* **Testo fornito**:
• • •

Skull and Bones, la recensione: il videogioco piratesco online di Ubisoft è vivo. Ma è arrivato troppo tardi

Dopo uno sviluppo che definire travagliato è un eufemismo, l'esperienza marittima realizzata dal team di Singapore risulta vecchia per il panorama attuale, ma anche rispetto al passato della software house

Cosa farsene di un pirata ubriaco? Ma soprattutto, cosa farsene di Skull and Bones? Il nuovo videogioco piratesco di Ubisoft Singapore, approdato finalmente sul mercato dopo anni di sviluppo, è un’esperienza che lascia l’amaro in bocca, qualche bel momento, e poi la voglia di giocare ad altro.

• • •

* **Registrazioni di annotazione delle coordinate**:
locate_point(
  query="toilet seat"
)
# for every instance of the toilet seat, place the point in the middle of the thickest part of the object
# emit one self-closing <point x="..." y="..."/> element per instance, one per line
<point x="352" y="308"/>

• • •

Secondo la recensione di Skull and Bones, quale studio ha sviluppato il videogioco?

* **Esito del compito**: Ubisoft Singapore.